Pointing dataset excerpts
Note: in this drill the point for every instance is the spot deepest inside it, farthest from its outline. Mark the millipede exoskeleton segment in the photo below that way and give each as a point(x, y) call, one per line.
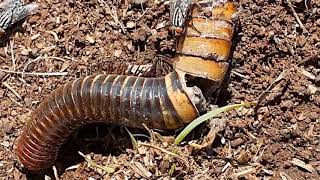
point(168, 102)
point(124, 100)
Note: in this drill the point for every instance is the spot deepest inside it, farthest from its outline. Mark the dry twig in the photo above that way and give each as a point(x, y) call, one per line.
point(296, 16)
point(12, 90)
point(36, 73)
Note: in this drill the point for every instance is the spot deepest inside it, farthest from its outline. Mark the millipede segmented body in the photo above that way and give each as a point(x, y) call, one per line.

▶ _YOUR INSTRUCTIONS_: All entries must be written out again exactly as given, with no pictures in the copy.

▶ _EXERCISE RESULT_:
Note: in this drill the point for every instance is the spot deepest inside it, farthest from its outline. Mark the millipede exoskeleton segment in the photo below that way and give each as a point(x, y) call, one per line.
point(168, 102)
point(124, 100)
Note: in this drill the point for every instance is the spot deepest inside it, farthest from its outline. Mark the dry twig in the photo above that way and give each as a point(x, y) call, one per line.
point(296, 16)
point(12, 90)
point(36, 73)
Note: in this drill the point for every instance is the spot deepest inside it, farthest from its outline. Mark the millipede segmented body in the photo above that way and give each as a point(x, y) call, one per line.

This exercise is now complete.